* **Material for this exercise**
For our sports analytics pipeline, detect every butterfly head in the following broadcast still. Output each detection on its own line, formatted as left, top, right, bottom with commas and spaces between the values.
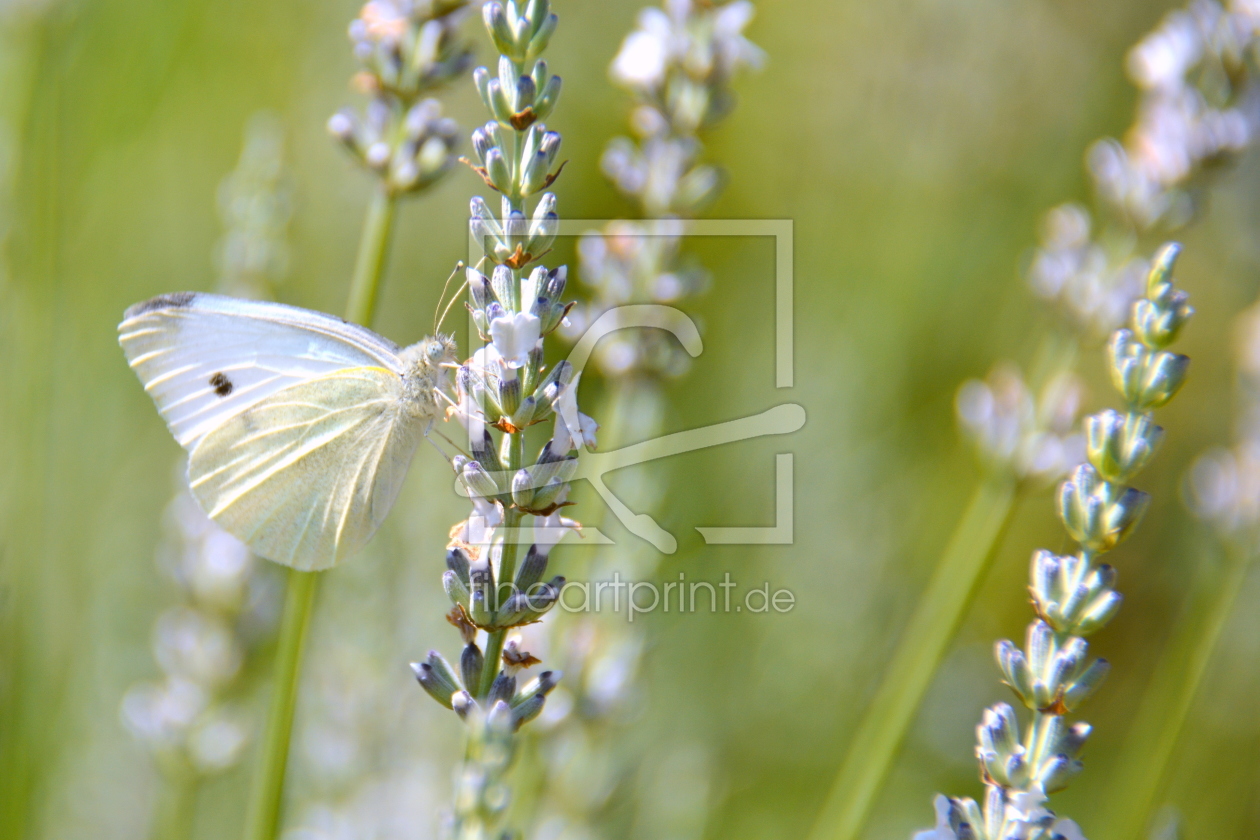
402, 332, 459, 374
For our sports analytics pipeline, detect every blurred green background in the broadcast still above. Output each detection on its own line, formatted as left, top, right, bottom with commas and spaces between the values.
0, 0, 1260, 840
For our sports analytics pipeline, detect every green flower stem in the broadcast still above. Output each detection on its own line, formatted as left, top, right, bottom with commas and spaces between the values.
810, 475, 1018, 840
478, 508, 524, 698
345, 184, 397, 326
244, 569, 320, 840
244, 186, 396, 840
1100, 548, 1252, 840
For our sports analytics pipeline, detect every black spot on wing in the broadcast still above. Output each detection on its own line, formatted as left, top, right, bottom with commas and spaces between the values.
210, 370, 236, 397
122, 292, 197, 319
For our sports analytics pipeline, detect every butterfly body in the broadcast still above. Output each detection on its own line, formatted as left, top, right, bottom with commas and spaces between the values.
118, 292, 455, 570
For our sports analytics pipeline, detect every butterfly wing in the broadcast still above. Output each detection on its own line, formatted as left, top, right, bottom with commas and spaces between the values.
188, 368, 423, 570
118, 292, 402, 450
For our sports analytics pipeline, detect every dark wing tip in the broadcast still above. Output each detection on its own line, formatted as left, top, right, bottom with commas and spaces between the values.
122, 292, 197, 320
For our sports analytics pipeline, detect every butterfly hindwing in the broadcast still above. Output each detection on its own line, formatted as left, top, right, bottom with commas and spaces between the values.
118, 292, 402, 450
188, 366, 423, 570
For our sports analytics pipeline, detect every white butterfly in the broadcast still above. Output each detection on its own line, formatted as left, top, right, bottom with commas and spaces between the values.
118, 292, 455, 570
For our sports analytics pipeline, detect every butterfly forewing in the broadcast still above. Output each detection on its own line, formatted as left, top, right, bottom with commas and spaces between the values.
118, 292, 402, 448
188, 366, 423, 570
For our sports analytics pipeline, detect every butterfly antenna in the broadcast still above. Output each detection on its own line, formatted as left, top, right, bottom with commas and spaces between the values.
433, 259, 467, 335
433, 262, 469, 334
425, 428, 473, 460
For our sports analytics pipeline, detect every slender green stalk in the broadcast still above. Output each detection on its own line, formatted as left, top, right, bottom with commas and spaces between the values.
478, 513, 524, 696
1100, 548, 1252, 840
810, 475, 1018, 840
244, 569, 319, 840
236, 186, 396, 840
345, 184, 397, 326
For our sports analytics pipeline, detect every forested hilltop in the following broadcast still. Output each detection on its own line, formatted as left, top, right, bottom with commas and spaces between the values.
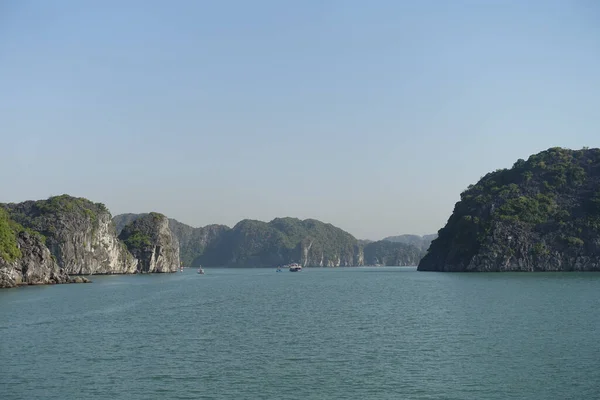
114, 214, 424, 267
418, 148, 600, 271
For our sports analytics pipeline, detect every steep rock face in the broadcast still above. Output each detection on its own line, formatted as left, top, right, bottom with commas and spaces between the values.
169, 219, 230, 267
383, 233, 437, 250
364, 239, 423, 266
0, 231, 70, 288
113, 213, 148, 236
119, 212, 180, 273
113, 213, 230, 267
7, 195, 137, 275
418, 148, 600, 271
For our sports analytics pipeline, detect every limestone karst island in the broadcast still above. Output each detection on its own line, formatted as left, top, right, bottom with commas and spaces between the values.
0, 148, 600, 288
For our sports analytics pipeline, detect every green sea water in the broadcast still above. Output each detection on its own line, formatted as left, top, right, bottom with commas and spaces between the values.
0, 268, 600, 400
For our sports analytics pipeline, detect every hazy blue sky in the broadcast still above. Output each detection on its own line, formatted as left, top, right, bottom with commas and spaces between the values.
0, 0, 600, 239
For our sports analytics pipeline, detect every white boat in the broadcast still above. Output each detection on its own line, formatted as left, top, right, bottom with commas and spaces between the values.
288, 263, 302, 272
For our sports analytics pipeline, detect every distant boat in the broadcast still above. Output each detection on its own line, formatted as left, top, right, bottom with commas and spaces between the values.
288, 263, 302, 272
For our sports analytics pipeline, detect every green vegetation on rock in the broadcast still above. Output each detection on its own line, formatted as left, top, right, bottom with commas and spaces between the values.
0, 207, 21, 262
419, 147, 600, 271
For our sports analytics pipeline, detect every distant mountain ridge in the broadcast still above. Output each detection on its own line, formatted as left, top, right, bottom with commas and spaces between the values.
113, 214, 426, 267
383, 233, 437, 251
418, 147, 600, 272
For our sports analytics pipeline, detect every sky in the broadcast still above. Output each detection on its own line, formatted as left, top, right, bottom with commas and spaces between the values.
0, 0, 600, 240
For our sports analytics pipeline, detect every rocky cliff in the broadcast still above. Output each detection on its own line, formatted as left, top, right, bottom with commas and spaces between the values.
5, 195, 137, 275
0, 207, 89, 288
119, 212, 180, 273
113, 214, 430, 267
383, 234, 437, 251
364, 239, 425, 266
113, 214, 230, 267
418, 148, 600, 271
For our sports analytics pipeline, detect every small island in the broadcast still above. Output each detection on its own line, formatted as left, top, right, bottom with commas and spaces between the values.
418, 147, 600, 272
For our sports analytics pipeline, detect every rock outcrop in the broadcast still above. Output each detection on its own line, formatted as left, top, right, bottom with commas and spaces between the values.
6, 195, 137, 275
383, 233, 437, 251
196, 218, 363, 267
418, 148, 600, 271
0, 231, 70, 288
113, 214, 430, 267
119, 212, 180, 273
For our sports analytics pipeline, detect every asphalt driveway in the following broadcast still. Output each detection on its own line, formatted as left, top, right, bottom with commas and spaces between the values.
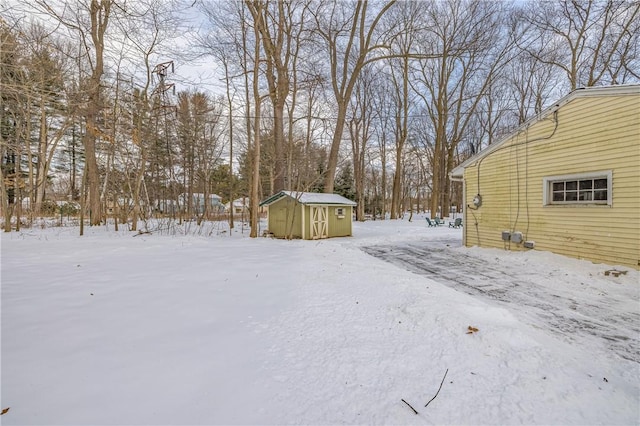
362, 239, 640, 363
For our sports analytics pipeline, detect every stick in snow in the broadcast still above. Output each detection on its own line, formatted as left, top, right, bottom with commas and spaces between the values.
424, 368, 449, 407
400, 399, 418, 414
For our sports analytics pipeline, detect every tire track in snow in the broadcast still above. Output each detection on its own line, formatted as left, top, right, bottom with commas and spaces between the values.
362, 240, 640, 363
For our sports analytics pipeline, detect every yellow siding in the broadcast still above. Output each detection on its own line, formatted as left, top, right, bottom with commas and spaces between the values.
464, 95, 640, 268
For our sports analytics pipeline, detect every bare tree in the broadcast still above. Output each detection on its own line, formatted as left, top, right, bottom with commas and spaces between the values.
519, 0, 640, 90
314, 0, 395, 192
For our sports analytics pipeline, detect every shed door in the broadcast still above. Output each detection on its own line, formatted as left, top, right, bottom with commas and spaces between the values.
311, 206, 329, 240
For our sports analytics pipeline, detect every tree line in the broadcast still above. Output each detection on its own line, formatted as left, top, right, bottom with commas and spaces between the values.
0, 0, 640, 236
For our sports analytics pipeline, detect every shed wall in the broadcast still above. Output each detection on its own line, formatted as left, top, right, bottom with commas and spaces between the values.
268, 197, 302, 238
463, 95, 640, 268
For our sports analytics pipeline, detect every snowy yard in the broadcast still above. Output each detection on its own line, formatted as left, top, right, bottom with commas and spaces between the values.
0, 217, 640, 425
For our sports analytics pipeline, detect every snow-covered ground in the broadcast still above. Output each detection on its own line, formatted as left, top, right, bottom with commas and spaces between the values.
0, 217, 640, 425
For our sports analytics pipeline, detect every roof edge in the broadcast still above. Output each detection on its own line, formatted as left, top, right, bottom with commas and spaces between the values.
449, 84, 640, 180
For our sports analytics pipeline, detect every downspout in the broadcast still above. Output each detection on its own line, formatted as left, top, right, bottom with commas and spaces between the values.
449, 172, 469, 247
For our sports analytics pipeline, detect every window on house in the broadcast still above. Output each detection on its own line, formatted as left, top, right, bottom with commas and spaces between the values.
544, 171, 612, 205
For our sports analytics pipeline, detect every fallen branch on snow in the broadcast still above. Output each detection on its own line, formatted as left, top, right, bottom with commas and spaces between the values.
424, 368, 449, 408
400, 399, 418, 414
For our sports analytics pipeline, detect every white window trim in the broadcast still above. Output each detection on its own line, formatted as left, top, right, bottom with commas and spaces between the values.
542, 170, 613, 207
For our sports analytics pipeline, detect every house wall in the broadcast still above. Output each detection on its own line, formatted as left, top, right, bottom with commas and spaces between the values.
268, 197, 302, 238
463, 94, 640, 268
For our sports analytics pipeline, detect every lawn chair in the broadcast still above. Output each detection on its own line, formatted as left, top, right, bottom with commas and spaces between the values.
449, 217, 462, 228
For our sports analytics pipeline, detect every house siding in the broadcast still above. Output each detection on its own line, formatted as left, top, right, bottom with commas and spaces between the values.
463, 93, 640, 268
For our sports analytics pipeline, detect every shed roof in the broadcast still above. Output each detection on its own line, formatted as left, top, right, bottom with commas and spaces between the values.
260, 191, 358, 206
449, 84, 640, 179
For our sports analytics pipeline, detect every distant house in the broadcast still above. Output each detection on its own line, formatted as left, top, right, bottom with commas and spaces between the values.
178, 193, 224, 214
260, 191, 357, 240
450, 85, 640, 269
224, 197, 250, 215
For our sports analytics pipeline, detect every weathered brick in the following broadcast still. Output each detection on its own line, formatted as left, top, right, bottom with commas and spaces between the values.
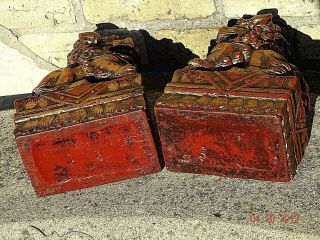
82, 0, 215, 22
19, 32, 78, 67
298, 26, 320, 40
223, 0, 320, 17
154, 29, 217, 58
0, 0, 75, 28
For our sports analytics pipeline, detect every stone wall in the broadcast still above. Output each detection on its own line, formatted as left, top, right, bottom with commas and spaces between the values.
0, 0, 320, 96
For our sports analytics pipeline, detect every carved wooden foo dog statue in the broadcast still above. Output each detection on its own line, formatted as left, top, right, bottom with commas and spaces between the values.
15, 32, 160, 196
155, 14, 309, 181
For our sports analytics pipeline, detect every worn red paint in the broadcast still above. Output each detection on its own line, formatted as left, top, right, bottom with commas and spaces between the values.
155, 68, 308, 181
16, 110, 159, 196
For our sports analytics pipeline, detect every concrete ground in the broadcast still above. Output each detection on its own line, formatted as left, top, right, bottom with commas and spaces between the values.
0, 98, 320, 240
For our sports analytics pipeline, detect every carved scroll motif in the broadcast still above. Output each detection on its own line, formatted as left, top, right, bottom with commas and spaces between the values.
189, 14, 298, 75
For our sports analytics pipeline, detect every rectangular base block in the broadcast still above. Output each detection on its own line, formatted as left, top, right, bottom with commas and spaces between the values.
16, 110, 160, 196
155, 67, 309, 182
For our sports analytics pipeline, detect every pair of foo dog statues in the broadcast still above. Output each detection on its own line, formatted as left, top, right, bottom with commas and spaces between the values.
15, 14, 310, 196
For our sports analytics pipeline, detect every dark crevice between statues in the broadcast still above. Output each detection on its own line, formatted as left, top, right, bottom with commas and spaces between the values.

* **Required work**
Transcribe without alteration the part of the records above that opens with the line containing "For our sports analytics pipeline, detect every distant house" and closes with the line containing "224, 197, 250, 215", including both of those lines.

* **Result of the task**
For our sports analytics pipeline, detect every distant house in the broadcast still above. Output each detection on its own line, formatted as left, top, right, bottom with commas and spaces between the values.
178, 193, 224, 214
260, 191, 357, 240
450, 85, 640, 269
224, 197, 250, 215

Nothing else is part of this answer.